# [SEITE]

---*---

Städte und Familien teilen sich in zwei Lager, neunzig Minuten lang geht es nicht um Sieg, Unentschieden oder Niederlage – es geht um Ruhm... Legendäre Derbys (1) : Derby della Lanterna

HooligansStädte und Familien teilen sich in zwei Lager, neunzig Minuten lang geht es nicht um Sieg, Unentschieden oder Niederlage – es geht um Ruhm und Ehre. Kein Sieg schmeckt süßer als jener im Derby. „Echte“ und historisch bedeutende Derbys sind hierzulande zur Rarität geworden. Doch außerhalb der Grenzen Österreichs ziehen sie die Massen ungebrochen an. Immer wieder bringen überschäumende Leidenschaft und exzessiver Fanatismus aber auch negative Aspekte mit sich, wenn es zu Krawallen und Gewalt zwischen den Fanlagern kommt. Die Hintergründe der Rivalitäten sind vielfältig und oftmals weit in der Geschichte zurückliegend verankert. In unserer neuen Serie beleuchten wir die bedeutendsten Derbys der Welt.

---*---

# [DATENSÄTZE]

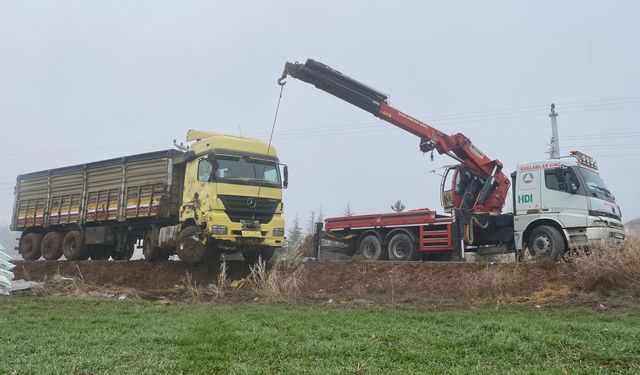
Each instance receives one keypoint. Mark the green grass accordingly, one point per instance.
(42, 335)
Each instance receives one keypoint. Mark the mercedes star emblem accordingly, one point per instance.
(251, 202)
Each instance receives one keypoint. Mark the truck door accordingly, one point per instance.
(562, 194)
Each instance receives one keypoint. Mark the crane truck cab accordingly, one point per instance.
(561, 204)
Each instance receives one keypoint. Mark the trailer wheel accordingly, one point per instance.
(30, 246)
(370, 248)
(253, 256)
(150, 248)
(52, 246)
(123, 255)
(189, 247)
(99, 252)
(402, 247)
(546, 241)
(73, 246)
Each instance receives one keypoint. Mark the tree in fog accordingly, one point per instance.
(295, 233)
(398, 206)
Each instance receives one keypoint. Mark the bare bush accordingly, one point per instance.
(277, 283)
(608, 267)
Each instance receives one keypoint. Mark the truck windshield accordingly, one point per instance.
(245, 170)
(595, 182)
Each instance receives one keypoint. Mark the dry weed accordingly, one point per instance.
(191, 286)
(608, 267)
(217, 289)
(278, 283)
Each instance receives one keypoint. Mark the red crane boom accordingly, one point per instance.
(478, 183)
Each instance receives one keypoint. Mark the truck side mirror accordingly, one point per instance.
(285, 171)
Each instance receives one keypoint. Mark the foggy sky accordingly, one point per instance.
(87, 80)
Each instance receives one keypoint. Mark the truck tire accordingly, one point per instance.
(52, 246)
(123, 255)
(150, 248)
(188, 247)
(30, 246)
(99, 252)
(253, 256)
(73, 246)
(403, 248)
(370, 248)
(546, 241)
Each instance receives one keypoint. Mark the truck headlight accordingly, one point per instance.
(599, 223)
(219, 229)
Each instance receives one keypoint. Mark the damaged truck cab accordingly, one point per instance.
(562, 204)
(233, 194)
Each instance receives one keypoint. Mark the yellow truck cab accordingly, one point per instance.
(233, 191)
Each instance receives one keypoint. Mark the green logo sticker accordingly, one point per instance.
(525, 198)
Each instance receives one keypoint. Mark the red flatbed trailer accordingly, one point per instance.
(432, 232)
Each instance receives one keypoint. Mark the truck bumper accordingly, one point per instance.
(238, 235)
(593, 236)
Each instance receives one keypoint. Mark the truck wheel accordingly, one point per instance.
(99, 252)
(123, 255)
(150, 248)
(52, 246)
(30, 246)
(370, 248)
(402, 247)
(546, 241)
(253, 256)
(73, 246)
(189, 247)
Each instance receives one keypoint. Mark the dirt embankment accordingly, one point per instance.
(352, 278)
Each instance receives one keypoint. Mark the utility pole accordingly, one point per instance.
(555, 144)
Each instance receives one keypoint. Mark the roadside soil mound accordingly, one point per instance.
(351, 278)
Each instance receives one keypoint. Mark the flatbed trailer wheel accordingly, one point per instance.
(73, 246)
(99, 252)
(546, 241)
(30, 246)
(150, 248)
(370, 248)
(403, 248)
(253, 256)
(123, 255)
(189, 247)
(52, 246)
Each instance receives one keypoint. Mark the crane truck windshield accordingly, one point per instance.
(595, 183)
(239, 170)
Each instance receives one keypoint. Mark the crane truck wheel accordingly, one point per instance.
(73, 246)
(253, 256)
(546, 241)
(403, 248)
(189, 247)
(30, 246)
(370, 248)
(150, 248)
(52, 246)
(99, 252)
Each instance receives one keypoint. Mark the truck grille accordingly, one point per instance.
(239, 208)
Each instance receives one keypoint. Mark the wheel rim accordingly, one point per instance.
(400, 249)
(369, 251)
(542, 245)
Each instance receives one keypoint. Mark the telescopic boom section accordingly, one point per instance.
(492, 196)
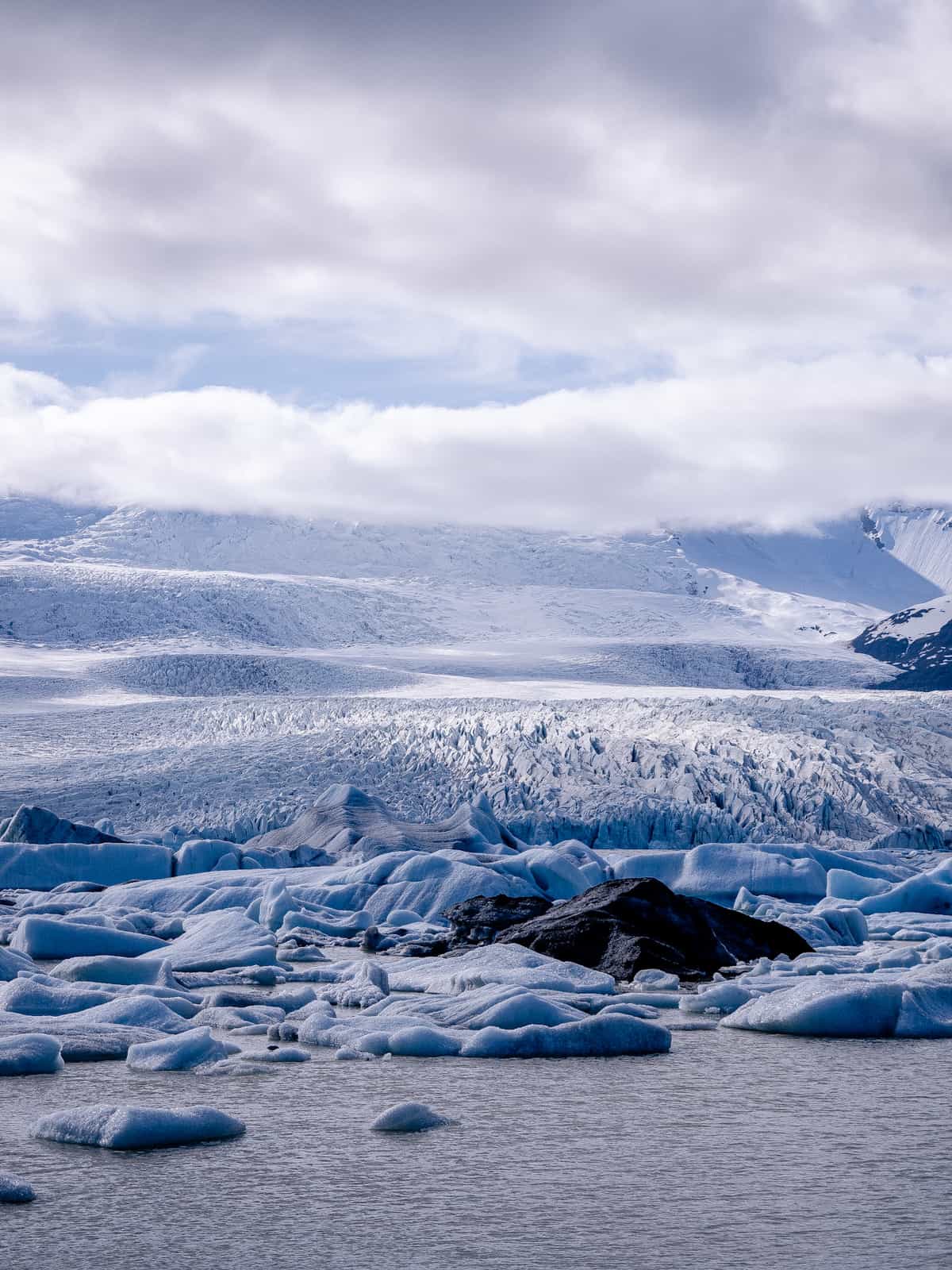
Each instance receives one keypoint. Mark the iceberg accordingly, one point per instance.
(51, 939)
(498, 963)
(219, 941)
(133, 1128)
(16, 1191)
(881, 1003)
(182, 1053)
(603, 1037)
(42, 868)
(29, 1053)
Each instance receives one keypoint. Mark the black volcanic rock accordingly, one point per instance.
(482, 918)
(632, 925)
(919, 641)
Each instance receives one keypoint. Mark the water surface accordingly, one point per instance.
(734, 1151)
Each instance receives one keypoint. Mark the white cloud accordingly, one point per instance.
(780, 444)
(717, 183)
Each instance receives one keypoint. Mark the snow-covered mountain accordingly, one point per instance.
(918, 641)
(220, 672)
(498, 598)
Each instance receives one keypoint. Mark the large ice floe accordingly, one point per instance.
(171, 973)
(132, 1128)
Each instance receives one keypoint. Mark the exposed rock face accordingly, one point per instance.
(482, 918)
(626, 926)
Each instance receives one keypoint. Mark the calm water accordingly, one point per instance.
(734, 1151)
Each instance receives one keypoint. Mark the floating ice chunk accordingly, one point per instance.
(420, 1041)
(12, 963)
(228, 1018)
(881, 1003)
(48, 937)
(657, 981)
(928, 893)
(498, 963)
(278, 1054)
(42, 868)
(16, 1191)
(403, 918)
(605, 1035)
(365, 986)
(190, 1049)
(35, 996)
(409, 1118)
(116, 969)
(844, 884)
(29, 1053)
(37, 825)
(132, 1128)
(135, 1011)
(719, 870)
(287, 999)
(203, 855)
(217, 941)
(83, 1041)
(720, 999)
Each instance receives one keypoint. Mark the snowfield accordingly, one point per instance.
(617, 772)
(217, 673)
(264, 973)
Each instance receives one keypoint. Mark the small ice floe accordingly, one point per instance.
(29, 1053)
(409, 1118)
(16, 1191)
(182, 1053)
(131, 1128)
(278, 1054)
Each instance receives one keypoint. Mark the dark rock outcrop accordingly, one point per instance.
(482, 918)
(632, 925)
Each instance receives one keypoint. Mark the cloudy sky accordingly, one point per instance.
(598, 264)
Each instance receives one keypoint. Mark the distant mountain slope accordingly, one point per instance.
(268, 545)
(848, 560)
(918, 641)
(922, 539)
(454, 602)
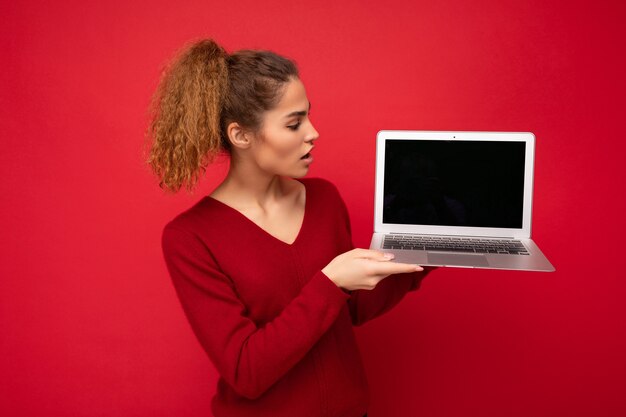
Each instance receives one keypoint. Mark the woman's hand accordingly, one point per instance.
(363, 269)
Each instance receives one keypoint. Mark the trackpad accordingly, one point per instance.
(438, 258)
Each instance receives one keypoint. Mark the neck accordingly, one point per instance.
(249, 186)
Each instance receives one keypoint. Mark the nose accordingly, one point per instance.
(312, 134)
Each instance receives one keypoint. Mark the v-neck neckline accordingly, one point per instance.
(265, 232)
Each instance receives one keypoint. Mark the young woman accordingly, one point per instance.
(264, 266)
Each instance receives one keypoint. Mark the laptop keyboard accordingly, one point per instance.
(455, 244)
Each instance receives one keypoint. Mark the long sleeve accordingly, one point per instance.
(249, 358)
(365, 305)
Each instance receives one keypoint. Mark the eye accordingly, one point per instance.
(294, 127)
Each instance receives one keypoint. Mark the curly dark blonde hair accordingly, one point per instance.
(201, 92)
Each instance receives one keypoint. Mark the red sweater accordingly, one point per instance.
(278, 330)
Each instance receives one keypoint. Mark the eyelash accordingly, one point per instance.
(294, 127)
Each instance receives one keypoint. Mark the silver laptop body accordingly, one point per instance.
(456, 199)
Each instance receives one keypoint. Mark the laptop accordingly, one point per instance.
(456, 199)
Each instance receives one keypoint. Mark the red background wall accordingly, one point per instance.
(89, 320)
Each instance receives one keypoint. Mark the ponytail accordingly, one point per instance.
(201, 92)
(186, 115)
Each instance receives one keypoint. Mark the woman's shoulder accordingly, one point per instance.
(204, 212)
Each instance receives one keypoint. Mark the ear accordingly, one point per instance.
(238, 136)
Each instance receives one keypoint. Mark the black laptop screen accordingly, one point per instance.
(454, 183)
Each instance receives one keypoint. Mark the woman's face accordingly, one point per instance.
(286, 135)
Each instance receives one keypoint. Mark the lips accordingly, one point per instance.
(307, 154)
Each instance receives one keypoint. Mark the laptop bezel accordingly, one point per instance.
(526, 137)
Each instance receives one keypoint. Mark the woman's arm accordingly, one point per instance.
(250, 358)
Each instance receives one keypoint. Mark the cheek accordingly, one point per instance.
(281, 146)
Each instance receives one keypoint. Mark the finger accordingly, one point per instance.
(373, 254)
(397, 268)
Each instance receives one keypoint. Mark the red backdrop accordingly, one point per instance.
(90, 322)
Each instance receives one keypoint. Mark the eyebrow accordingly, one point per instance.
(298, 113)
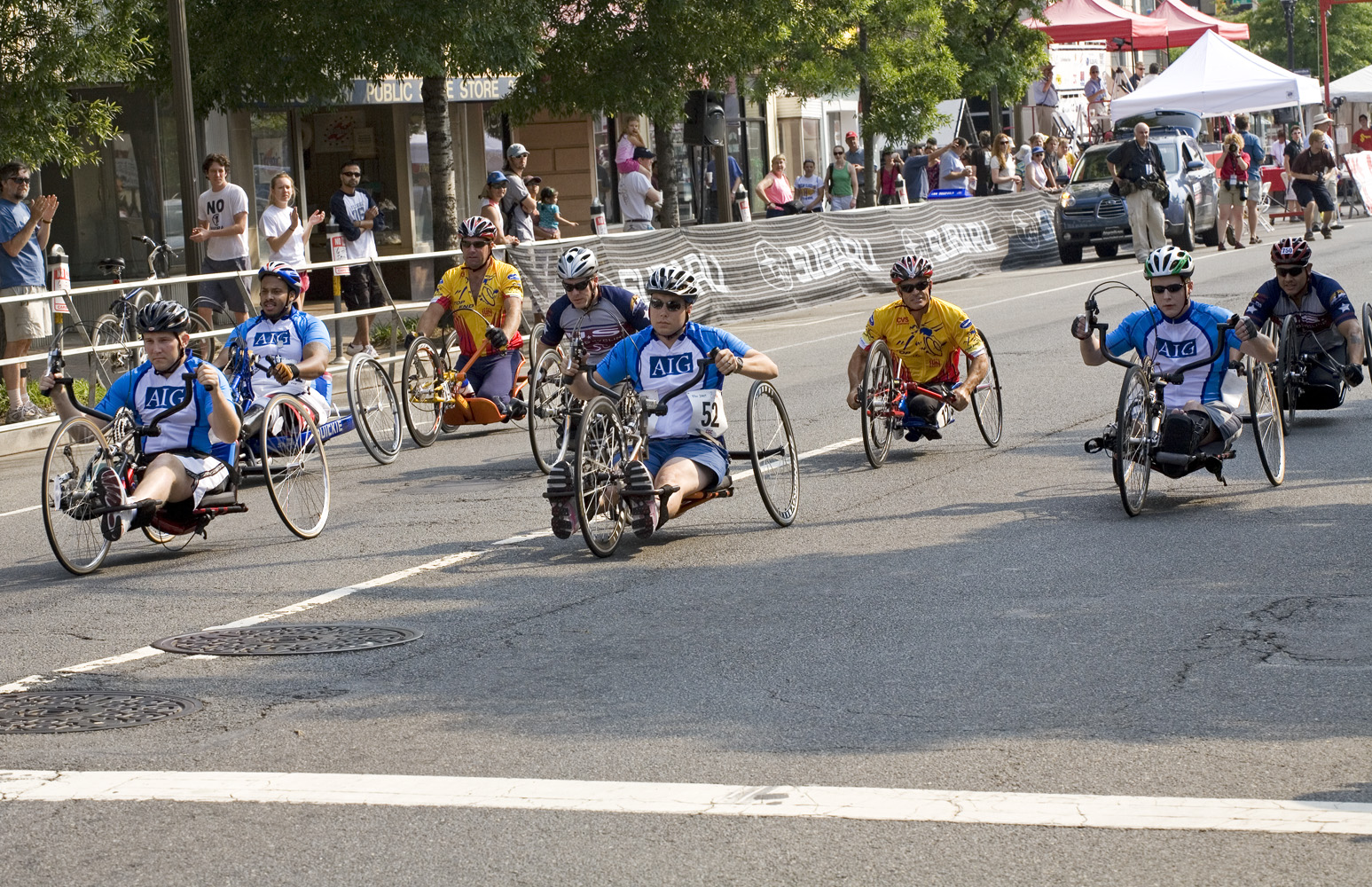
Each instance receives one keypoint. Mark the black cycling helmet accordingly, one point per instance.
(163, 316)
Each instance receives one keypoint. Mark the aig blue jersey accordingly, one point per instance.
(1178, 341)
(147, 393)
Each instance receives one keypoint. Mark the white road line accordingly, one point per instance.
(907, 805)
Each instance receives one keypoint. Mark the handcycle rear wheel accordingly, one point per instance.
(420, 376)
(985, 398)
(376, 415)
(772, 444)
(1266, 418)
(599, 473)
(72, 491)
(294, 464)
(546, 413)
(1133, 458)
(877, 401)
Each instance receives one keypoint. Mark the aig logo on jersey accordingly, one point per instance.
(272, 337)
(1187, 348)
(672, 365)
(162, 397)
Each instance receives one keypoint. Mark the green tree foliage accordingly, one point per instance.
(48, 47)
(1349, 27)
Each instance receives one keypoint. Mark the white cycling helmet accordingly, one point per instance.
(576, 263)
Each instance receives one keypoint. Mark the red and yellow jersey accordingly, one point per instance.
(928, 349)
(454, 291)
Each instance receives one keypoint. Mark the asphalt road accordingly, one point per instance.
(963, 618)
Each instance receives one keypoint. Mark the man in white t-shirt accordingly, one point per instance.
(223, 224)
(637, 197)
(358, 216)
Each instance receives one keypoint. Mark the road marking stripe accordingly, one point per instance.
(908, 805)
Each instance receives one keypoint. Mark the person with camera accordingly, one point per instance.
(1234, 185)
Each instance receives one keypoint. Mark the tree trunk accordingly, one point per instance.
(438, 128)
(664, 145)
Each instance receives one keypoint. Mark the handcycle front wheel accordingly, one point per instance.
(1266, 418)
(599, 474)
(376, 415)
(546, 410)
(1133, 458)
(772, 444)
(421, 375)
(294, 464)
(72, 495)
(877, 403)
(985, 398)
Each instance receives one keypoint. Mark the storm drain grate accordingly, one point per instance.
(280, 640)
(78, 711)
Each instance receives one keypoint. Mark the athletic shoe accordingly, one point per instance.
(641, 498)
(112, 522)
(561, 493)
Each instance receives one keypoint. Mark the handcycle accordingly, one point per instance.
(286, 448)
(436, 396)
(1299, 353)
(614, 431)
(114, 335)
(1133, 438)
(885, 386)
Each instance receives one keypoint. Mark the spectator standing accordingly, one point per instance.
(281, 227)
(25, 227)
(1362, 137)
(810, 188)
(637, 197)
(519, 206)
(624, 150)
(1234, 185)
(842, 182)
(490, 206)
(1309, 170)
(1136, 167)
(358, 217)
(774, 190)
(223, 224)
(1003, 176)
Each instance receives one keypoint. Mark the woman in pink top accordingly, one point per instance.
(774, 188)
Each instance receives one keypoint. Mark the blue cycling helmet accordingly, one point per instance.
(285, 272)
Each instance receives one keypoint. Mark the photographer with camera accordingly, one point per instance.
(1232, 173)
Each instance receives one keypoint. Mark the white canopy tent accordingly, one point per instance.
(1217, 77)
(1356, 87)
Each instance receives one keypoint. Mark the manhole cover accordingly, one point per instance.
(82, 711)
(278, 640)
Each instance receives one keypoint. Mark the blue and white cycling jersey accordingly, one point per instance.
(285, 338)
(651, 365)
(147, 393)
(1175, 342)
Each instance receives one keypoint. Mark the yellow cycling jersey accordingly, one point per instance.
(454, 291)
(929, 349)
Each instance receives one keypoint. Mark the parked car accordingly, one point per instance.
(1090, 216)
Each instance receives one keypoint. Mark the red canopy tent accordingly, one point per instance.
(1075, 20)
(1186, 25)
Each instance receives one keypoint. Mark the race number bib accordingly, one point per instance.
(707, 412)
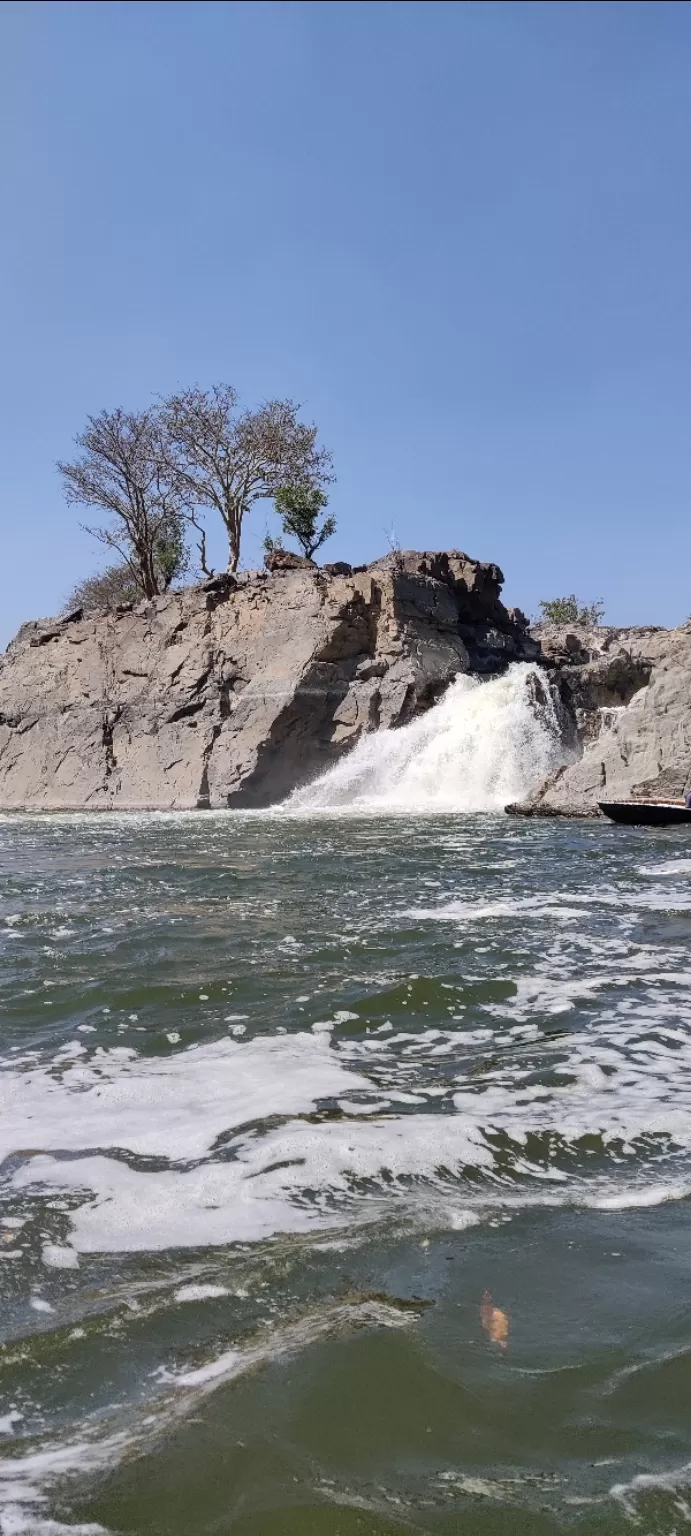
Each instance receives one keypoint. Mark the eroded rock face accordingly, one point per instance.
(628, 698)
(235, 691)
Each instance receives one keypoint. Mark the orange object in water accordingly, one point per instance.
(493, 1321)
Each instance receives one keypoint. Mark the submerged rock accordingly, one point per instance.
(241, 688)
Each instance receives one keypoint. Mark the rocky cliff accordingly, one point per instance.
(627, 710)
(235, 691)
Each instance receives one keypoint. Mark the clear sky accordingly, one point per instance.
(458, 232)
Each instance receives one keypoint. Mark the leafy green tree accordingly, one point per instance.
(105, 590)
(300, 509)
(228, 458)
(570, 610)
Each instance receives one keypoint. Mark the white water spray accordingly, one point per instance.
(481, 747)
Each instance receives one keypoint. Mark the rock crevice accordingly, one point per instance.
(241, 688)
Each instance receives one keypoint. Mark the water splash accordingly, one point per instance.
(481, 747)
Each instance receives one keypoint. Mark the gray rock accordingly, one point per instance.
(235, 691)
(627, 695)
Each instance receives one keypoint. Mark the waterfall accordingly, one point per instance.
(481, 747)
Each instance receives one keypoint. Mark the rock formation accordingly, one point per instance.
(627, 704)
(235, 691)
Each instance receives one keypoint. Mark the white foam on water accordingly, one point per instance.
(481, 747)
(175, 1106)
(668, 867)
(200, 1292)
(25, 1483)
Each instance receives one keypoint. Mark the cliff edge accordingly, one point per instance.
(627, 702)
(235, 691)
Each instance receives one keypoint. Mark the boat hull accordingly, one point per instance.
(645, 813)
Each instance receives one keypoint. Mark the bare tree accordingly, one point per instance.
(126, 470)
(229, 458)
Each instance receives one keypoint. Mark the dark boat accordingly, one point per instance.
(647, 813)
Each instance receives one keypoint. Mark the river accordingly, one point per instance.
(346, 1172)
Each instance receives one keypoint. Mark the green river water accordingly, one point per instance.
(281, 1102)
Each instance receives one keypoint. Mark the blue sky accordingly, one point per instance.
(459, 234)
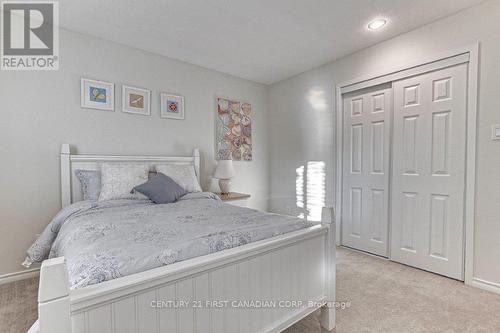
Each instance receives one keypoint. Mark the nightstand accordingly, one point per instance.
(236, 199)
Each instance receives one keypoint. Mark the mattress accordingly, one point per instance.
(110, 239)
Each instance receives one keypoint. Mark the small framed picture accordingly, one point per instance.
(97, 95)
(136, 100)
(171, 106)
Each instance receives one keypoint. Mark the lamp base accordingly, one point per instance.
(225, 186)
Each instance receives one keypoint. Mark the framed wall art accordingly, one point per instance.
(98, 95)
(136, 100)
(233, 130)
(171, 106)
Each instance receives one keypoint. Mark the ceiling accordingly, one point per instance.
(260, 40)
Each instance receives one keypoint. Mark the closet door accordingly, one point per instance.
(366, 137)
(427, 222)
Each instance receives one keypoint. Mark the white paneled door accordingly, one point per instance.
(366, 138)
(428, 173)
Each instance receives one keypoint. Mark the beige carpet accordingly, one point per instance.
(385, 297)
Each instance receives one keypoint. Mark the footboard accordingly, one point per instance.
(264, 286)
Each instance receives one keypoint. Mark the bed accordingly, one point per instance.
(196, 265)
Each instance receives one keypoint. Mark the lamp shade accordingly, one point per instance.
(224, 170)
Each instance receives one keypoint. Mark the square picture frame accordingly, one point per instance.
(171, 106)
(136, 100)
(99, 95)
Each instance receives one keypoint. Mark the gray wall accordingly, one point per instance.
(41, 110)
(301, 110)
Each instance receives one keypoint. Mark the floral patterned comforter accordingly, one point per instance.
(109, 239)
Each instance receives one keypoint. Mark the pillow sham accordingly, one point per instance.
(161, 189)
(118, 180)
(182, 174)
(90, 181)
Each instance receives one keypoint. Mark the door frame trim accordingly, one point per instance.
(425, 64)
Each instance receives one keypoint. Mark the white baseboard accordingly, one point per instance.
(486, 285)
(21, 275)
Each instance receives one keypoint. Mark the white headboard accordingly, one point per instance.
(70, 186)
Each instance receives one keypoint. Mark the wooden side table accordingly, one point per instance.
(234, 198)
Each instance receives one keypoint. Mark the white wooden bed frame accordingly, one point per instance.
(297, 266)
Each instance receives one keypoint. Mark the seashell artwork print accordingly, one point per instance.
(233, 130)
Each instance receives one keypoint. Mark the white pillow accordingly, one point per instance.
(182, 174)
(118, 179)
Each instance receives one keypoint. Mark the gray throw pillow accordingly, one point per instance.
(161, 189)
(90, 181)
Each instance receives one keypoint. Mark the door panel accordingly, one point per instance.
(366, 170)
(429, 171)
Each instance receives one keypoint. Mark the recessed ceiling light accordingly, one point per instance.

---*---

# [ARBEITSAUFTRAG]
Führen Sie den Artikel über legendäre Fußballderbys im Anschluss an seinen letzten Satz weiter.

# [IHRE ANTWORT]
Mit 77 Metern Höhe thront der Leuchtturm von Genua auf einem kleinen Hügel am Hafen der bedeutenden Seefahrerstadt. „La Lanterna di Genova“ dient nicht nur als Navigationshilfe sondern ist als Wahrzeichen der Stadt auch Namensgeber eines der brisantesten Derbys Italiens. Wenn der Genoa CFC auf die Sampdoria trifft, kommt es zum „Derby della Lanterna“.

Wie der Vereinsname schon erahnen lässt, ist der Genoa Cricket and Football Club von Briten aus der Taufe gehoben worden. 1893 hatten sich britische Händler und Diplomaten, die in der Hafenstadt ihren Geschäften nachgingen, auf die Gründung des Vereins geeinigt. Der Genoa CFC trägt seitjeher die englische Flagge im Wappen und ist der älteste noch existierende Fußballverein Italiens. Vier Jahre später, 1897, öffnete der Klub seine Türen auch für Italiener. Bis heute gibt es viele britische Fußballfans, die mit den „Rossoblu“, den Rot-Blauen, sympathisieren.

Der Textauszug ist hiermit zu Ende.